Actions à mener:
A. Que répondre à ces questions sur l'extrait consacré aux clubs thérapeutiques ?
(i) En quelle année Oury a-t-il écrit son texte pour le rapport introductif ?
(ii) Dans quelle ville Hermann Simon a-t-il élaboré sa doctrine de la thérapeutique active ?
(iii) Selon la citation, que deviennent paradoxalement les clubs thérapeutiques ?
B. Prolongez l'extrait consacré aux clubs thérapeutiques à partir de sa dernière phrase.

Extrait du document:
• • •

Retour à thérapies  
  Retour à l'accueil

Club thérapeutique

Dans son texte écrit en 1959 pour le rapport introductif aux journées annuelles de la Fédération Nationale des Sociétés Croix-Marine à Paris, Oury reprend très en détail l’histoire et la conceptualisation des clubs thérapeutiques et je ne peux qu’y renvoyer le lecteur. Pour lui, « le développement des véritables clubs est relativement récent et semble résulter de la convergence de plusieurs courants : remise en question des fondements de la psychopathologie par l’avènement du freudisme ; doctrine de la thérapeutique active d’Hermann Simon à Gütersloh après la première guerre mondiale ; développement des psychothérapies de groupe aux Etats-Unis à partir de 1930 ; les activités extra-hospitalières s’inspirant de K. Lewin à la Tavistock Clinic en Angleterre et aboutissant pendant la deuxième guerre mondiale à des applications à la thérapeutique hospitalière ; l’impulsion donnée par Bierer à la constitution de clubs socio-thérapeutiques ; l’occupationnal therapy ; le développement des méthodes actives dans le domaine de la pédagogie proposé par Makarenko, Montessori, l’école de Hambourg, le mouvement Freinet, etc ; les mouvements de jeunesse tels que le Scoutisme, les Auberges de jeunesse...(...) Nous voudrions souligner cette brusque éclosion de conceptions analogues dans divers domaines : psychiatrie, pédagogie, protection de la jeunesse,...Résultant de manifestations du profond remaniement historique et de remise en cause de la plupart de nos principes par éclatement des cadres culturels, les clubs thérapeutiques apparaissent dans cette perspective comme une étape d’une remaniement structural de la société globale. Par la remise en question du style de la vie intérieure des hôpitaux, ils ouvrent ceux-ci au monde environnant. Paradoxalement, ils deviennent des foyers de culture, refondant la vie collective sur une tradition authentique ; le phénomène de la folie retrouvant sa dignité par sa fonction de remise en question permanente de nos règles de vie »

• • •

Enregistrements listés:
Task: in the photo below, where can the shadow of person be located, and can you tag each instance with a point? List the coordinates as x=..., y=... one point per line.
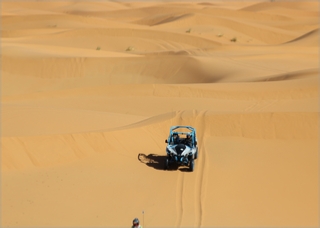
x=158, y=162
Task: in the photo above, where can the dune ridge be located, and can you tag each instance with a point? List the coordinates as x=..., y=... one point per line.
x=90, y=89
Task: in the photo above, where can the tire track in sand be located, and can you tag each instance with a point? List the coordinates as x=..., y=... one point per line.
x=201, y=170
x=180, y=183
x=179, y=199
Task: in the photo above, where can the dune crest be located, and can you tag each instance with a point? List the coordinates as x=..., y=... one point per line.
x=90, y=89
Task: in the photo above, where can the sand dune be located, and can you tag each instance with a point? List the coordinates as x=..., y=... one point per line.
x=90, y=89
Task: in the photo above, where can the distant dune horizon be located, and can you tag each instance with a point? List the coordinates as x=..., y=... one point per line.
x=90, y=89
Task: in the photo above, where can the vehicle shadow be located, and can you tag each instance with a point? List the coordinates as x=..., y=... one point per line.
x=158, y=162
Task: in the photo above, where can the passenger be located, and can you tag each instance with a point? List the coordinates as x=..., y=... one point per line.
x=176, y=138
x=188, y=140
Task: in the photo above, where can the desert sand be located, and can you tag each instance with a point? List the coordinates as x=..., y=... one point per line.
x=89, y=90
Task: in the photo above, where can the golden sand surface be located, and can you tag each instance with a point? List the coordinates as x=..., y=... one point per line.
x=90, y=89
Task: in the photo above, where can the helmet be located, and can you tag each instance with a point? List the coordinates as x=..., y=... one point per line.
x=135, y=221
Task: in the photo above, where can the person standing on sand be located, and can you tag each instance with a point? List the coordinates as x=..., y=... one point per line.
x=135, y=223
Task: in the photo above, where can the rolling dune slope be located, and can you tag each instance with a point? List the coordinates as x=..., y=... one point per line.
x=90, y=89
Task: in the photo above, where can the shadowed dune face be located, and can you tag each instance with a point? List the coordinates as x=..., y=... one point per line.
x=90, y=90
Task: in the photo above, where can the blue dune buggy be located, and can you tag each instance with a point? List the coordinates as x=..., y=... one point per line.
x=182, y=147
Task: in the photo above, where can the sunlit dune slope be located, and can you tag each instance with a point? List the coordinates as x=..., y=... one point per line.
x=90, y=89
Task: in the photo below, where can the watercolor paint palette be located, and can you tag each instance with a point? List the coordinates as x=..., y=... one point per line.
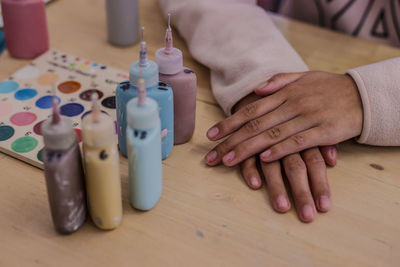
x=26, y=96
x=1, y=14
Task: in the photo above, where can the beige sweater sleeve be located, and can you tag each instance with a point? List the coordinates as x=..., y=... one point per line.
x=379, y=87
x=236, y=40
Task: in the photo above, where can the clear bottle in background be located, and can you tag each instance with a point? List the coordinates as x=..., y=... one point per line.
x=101, y=157
x=122, y=22
x=25, y=28
x=64, y=173
x=144, y=150
x=183, y=82
x=160, y=92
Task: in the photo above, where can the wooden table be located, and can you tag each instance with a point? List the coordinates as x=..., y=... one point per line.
x=208, y=216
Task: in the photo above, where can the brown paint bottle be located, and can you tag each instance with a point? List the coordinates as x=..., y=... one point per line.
x=64, y=173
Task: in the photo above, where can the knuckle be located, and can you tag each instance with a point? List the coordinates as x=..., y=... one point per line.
x=324, y=192
x=294, y=164
x=249, y=110
x=299, y=140
x=249, y=163
x=274, y=133
x=314, y=158
x=223, y=147
x=253, y=126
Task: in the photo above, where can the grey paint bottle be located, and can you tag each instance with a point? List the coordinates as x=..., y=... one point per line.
x=122, y=22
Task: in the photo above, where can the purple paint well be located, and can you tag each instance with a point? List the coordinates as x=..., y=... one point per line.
x=45, y=102
x=71, y=109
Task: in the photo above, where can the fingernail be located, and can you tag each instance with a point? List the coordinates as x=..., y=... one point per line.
x=254, y=181
x=261, y=86
x=213, y=132
x=229, y=157
x=308, y=213
x=211, y=156
x=265, y=154
x=324, y=203
x=282, y=203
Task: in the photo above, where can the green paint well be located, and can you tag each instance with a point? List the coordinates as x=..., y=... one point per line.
x=24, y=144
x=6, y=132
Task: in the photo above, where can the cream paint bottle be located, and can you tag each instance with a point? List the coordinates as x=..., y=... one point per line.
x=101, y=157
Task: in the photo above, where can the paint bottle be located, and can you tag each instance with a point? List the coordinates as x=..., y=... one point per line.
x=183, y=82
x=160, y=92
x=122, y=22
x=64, y=173
x=144, y=150
x=101, y=157
x=25, y=27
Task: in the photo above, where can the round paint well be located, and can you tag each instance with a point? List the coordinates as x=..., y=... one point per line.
x=24, y=144
x=40, y=155
x=46, y=101
x=87, y=95
x=48, y=79
x=27, y=73
x=23, y=118
x=25, y=94
x=109, y=102
x=5, y=108
x=6, y=132
x=37, y=129
x=71, y=109
x=69, y=87
x=7, y=87
x=88, y=112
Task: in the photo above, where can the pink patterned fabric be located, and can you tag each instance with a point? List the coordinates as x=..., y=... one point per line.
x=237, y=40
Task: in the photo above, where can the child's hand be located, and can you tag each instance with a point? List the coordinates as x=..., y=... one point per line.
x=315, y=108
x=299, y=169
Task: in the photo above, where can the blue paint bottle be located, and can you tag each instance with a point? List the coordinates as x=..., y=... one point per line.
x=144, y=150
x=160, y=92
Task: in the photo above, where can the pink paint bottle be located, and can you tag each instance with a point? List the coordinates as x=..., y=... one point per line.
x=25, y=27
x=183, y=82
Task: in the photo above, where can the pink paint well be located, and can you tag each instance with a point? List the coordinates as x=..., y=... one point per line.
x=5, y=108
x=23, y=118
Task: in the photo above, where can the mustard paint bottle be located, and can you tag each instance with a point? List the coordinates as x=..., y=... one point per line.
x=101, y=158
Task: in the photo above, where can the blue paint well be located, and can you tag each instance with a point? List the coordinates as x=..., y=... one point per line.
x=25, y=94
x=45, y=102
x=71, y=109
x=8, y=86
x=6, y=132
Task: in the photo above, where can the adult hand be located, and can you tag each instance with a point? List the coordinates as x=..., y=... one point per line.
x=313, y=109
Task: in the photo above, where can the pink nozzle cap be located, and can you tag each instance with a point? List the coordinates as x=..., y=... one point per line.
x=168, y=58
x=56, y=112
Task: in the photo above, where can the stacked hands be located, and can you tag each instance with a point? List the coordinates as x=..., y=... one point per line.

• • •

Réponses par numéro:
A.
(i) En 1959.
(ii) À Gütersloh.
(iii) Des foyers de culture.

B.
De nombreux clubs thérapeutiques, ou des structures approchantes, ont alors été réalisés : Daumézon à Fleury lès Aubrais, Sivadon et Follin à Ville Evrard, Le Guillant à Villejuif, Ey à Bonneval, Balvet et Requet à Lyon, Ueberschlag à Lannemezan, Fanon à Blida et surtout Tosquelles à Saint-Alban et Oury à la Borde. Le club thérapeutique est une structure associative rendue possible par la circulaire du 4 Février 1958. Elle s’appuie sur l’intérêt de l’intervention d’une association dans l’organisation du travail thérapeutique, évitant que l’argent gagné dans les ateliers thérapeutiques soit la propriété de l’hôpital et non de ceux qui ont travaillé. Une telle association loi 1901 est en général composée de soignants, et, si possible, de personnalités extérieures au soin, et porte le nom de comité hospitalier.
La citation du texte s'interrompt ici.